Exercise materials:

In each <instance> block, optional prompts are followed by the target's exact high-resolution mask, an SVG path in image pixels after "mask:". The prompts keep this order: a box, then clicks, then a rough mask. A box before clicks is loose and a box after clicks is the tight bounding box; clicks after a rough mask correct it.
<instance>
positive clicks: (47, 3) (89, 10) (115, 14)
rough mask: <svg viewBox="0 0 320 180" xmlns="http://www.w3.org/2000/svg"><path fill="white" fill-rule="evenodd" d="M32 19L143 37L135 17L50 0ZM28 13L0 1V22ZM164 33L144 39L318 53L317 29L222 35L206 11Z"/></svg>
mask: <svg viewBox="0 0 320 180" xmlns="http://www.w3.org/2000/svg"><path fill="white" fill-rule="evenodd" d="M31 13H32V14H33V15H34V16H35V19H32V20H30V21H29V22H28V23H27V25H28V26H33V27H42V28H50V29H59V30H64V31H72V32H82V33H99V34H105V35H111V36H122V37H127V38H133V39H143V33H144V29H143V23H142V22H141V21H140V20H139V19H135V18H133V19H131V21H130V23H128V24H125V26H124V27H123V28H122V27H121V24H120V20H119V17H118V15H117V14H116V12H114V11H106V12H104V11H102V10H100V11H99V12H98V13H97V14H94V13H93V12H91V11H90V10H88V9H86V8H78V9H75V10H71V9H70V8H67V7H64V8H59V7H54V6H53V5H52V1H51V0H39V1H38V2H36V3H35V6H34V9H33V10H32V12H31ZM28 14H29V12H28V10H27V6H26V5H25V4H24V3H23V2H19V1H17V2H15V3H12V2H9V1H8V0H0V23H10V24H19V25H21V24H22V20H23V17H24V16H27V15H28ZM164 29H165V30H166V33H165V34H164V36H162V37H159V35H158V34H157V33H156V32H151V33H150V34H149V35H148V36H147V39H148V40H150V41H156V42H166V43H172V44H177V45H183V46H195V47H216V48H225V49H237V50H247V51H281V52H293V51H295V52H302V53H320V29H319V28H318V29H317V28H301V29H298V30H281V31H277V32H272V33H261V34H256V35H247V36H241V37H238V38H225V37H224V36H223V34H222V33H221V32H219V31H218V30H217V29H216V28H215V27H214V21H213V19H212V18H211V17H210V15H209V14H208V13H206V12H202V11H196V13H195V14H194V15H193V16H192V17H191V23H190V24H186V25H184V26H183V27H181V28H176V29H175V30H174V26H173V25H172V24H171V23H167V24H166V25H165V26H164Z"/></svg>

Exercise directions: Each record above is to be returned verbatim.

Answer box:
In each <instance> block, optional prompts are followed by the target's exact high-resolution mask, an SVG path in image pixels after "mask:". The prompts keep this order: a box, then clicks, then a rough mask. A box before clicks is loose and a box after clicks is the tight bounding box; clicks after a rough mask correct it.
<instance>
positive clicks: (47, 3) (89, 10) (115, 14)
rough mask: <svg viewBox="0 0 320 180" xmlns="http://www.w3.org/2000/svg"><path fill="white" fill-rule="evenodd" d="M32 19L143 37L135 17L50 0ZM28 13L0 1V22ZM164 33L144 39L318 53L317 29L222 35L206 11Z"/></svg>
mask: <svg viewBox="0 0 320 180" xmlns="http://www.w3.org/2000/svg"><path fill="white" fill-rule="evenodd" d="M31 13H32V14H33V15H34V16H35V19H32V20H30V21H29V22H28V23H27V25H28V26H33V27H42V28H50V29H59V30H64V31H72V32H82V33H99V34H105V35H111V36H122V37H127V38H133V39H143V33H144V29H143V23H142V22H141V21H140V20H139V19H135V18H133V19H131V21H130V23H128V24H125V26H124V27H123V28H122V27H121V24H120V20H119V17H118V15H117V14H116V12H114V11H106V12H104V11H102V10H100V11H99V12H98V13H97V14H94V13H93V12H91V11H90V10H88V9H86V8H78V9H75V10H71V9H70V8H67V7H64V8H59V7H54V6H53V5H52V1H51V0H39V1H38V2H36V3H35V6H34V9H33V10H32V12H31ZM28 14H29V12H28V10H27V6H26V5H25V4H24V3H23V2H19V1H17V2H15V3H12V2H9V1H8V0H0V23H10V24H19V25H21V24H22V20H23V17H24V16H27V15H28ZM164 29H165V30H166V33H165V34H164V36H162V37H159V35H158V34H157V33H156V32H151V33H150V34H149V35H148V36H147V39H148V40H150V41H156V42H166V43H172V44H177V45H183V46H195V47H216V48H225V49H237V50H247V51H281V52H293V51H295V52H302V53H320V29H319V28H318V29H317V28H301V29H298V30H281V31H277V32H272V33H261V34H256V35H247V36H241V37H238V38H225V37H224V36H223V34H222V33H221V32H219V31H218V30H217V29H216V28H215V27H214V21H213V19H212V18H211V17H210V15H209V14H208V13H206V12H202V11H196V13H195V14H194V15H193V16H192V17H191V23H190V24H186V25H184V26H183V27H181V28H176V29H175V30H174V26H173V25H172V24H171V23H167V24H166V25H165V26H164Z"/></svg>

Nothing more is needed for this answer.